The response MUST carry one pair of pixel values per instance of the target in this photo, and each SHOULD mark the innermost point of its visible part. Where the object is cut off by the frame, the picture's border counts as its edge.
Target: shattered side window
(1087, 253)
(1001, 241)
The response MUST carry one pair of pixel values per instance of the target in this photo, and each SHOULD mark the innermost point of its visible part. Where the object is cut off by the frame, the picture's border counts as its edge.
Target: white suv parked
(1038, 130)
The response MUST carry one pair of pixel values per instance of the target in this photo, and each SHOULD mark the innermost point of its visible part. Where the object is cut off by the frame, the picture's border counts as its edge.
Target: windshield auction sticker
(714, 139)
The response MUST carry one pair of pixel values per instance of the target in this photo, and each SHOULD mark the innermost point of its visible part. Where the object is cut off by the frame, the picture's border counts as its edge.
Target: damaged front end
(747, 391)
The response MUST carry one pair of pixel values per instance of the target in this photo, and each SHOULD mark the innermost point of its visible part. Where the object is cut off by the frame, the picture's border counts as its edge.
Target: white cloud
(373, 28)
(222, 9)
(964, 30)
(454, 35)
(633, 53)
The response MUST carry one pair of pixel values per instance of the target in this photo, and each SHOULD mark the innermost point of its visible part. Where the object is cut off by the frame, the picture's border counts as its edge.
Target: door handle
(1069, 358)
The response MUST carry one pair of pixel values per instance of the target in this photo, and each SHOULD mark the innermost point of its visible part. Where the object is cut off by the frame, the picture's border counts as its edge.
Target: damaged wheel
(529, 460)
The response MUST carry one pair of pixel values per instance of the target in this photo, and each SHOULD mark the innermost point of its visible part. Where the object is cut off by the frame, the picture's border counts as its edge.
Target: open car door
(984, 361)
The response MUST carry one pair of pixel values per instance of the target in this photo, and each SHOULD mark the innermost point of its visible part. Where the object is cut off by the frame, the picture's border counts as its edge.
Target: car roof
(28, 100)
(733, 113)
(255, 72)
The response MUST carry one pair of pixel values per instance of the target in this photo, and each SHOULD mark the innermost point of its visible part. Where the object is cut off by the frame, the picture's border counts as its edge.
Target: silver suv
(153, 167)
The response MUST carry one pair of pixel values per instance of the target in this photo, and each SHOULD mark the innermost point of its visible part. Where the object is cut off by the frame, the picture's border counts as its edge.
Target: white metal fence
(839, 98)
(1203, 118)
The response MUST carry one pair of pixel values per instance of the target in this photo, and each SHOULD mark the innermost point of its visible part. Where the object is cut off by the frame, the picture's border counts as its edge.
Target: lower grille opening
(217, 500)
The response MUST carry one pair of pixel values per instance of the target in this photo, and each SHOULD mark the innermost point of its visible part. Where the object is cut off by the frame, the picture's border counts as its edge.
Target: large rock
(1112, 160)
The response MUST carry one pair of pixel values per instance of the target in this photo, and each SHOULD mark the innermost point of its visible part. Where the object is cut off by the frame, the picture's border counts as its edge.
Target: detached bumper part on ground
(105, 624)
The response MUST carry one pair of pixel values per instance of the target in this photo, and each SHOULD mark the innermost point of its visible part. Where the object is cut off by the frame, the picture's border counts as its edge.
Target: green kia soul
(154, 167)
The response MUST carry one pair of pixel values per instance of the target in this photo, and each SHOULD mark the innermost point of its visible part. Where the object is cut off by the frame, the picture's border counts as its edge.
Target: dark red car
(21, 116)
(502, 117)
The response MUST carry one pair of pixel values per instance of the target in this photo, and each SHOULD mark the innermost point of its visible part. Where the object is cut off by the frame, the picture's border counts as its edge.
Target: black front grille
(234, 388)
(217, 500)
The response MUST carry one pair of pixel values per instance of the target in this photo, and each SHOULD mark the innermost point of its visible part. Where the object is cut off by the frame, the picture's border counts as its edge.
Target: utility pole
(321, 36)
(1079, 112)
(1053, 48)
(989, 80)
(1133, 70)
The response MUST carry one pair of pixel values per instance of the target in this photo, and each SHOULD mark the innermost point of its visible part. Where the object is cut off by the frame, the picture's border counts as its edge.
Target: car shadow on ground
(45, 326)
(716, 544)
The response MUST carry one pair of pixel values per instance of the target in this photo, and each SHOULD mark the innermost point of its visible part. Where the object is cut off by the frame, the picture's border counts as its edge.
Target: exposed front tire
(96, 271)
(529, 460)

AIM
Reproduce each of the entries above verbatim, with no changes to wording, punctuation, or order.

WORKED ANSWER
The response MUST carry one pair of pixel values per instance of the target in this photo, and each SHOULD mark the innermost point of its visible part. Where the object is cut off by the frame, the picture's border counts as its edge.
Target: shattered side window
(1087, 253)
(1001, 241)
The response MUST carry one pair of pixel values per instance of the target in this photo, and each SHOULD mark the innermost point of its visible part. Where the object is cut off by the frame, the picture's border counts as its edge.
Target: white suv parked
(1038, 130)
The response MUST carry one pair of pixel values per instance of the target in this photo, and each SHOULD mark the innermost point of its visible part. Where the object is cut off by the frame, the picture's border counts as its edge.
Target: windshield auction sticker
(714, 139)
The response MUST carry one pair of pixel values per instance of the target in this photo, and each SHOULD mark the innermost point of its visible part. Where the object is cut off by the frame, the picture's border counts as its edge.
Target: damaged front end
(747, 391)
The response MUST carry one pair of pixel values per instance of the target in this photo, and each SHOULD mark the innermost point of its visible part. Where the object is cut off by the frame, the picture's border counts as its edge.
Target: white cloud
(373, 28)
(222, 9)
(964, 30)
(454, 35)
(633, 53)
The response MUST carry one pair of pixel values per instance of the target in this photo, and each SHOULD mark the innermost point of its visible part. Where the object is cut off by the frame, the picture's border counts as its edge.
Target: door handle
(1069, 358)
The response MUST carry one pair of pixel values per instance of the target in this photo, and each SHOULD mark the innermost point of its visible part. Where the object is cut off by the frame, the picture's border counts as its edge.
Target: damaged wheel
(529, 460)
The response MUST carry one pair of pixel values per instance of the target in this photo, and each SHOULD mark the innermost point of its visible part. Where the object is cut off by the frame, the picture's border counts as its edge.
Target: open car door
(984, 361)
The response MUST carry one pair of pixel values per instance of the target in this photo, and each SHOULD mark the innermost point of its visible part. Where the object is cut off by the frame, the picture's border counts as its edge.
Target: car roof
(28, 100)
(733, 113)
(255, 72)
The response MUST carry one pair of pixel values per instance of the target in this photo, and each SHOULD mark the innermost point of its visible part. Where the object is cut off by the frame, the picture's border counts as its edge.
Target: silver suv
(153, 167)
The response MUST carry one pair of pixel values per instance of the target in this photo, and each SHOULD mark the innermost point of its visible part. Where the object is cut off by the frame, the picture's border counts as its edge.
Target: white metal fence
(839, 98)
(1203, 118)
The response MUST carry one pair of pixel values per instance of the target in this photo, and each SHOULD mark the innermost point of its visible part. Where the object is cut off by the frame, the picture's border counts as its edge.
Target: lower grille opening
(217, 500)
The response MUST carry one pair of pixel values per instance of the target in this photo, and each SHOULD mark the innermost point of its visible part. Where the object is cut off by the frame, the picture's border counts as its edge.
Target: large rock
(1112, 160)
The response MUST carry one pair of pixel values per instance of the target in this photo, and each SHOULD mark the innermost point of its visible part. Where the object is cut off by the frame, the picture's border counts as its edge.
Target: detached bumper part on ground
(105, 624)
The response MUST carry one pair of pixel values per instance of the target in this photo, and each SHOULD mark the innermost point of its visible part. Where the object is cut off by the frame, the picture's border counts as its edge.
Target: green kia soul
(154, 167)
The response MUST carry one pair of pixel values per instance of the target in this photo, and each SHOULD mark the innermost point of its visible part. Where the object is cut off by the frame, the picture's border counts as its edge.
Target: dark red car
(21, 116)
(502, 117)
The response MUST carry one pair of pixel values per instance of the target in this photo, and each SHOULD mark the innermost point of its visible part. Where the object is cut off by the frame, the picture's border counts as its edge.
Target: black front grille
(234, 388)
(217, 500)
The response MUST carry one pair of pixel values per instance of the target in this photo, and each SHOULD mark the innermost point of its visible part. Where the object is cut off by the frame, the picture's border counts as its edge.
Target: utility pole
(321, 36)
(1079, 112)
(1053, 48)
(989, 80)
(1133, 70)
The response MUST carry one pair of pixel values per instance of the target in this photo, and each SHOULD mark the innermost point of its visible part. Where the object is cut off by the frame, the picture's border counts as its edge.
Target: car shadow on ground
(45, 326)
(716, 544)
The response MUST carry one pair of pixel values per instance of the target in this photo, and each SHOULD mark the innermost point of its visible part. Where the object is cut off by the frame, the picture's border counts as its edge.
Target: exposed front tire
(96, 271)
(529, 460)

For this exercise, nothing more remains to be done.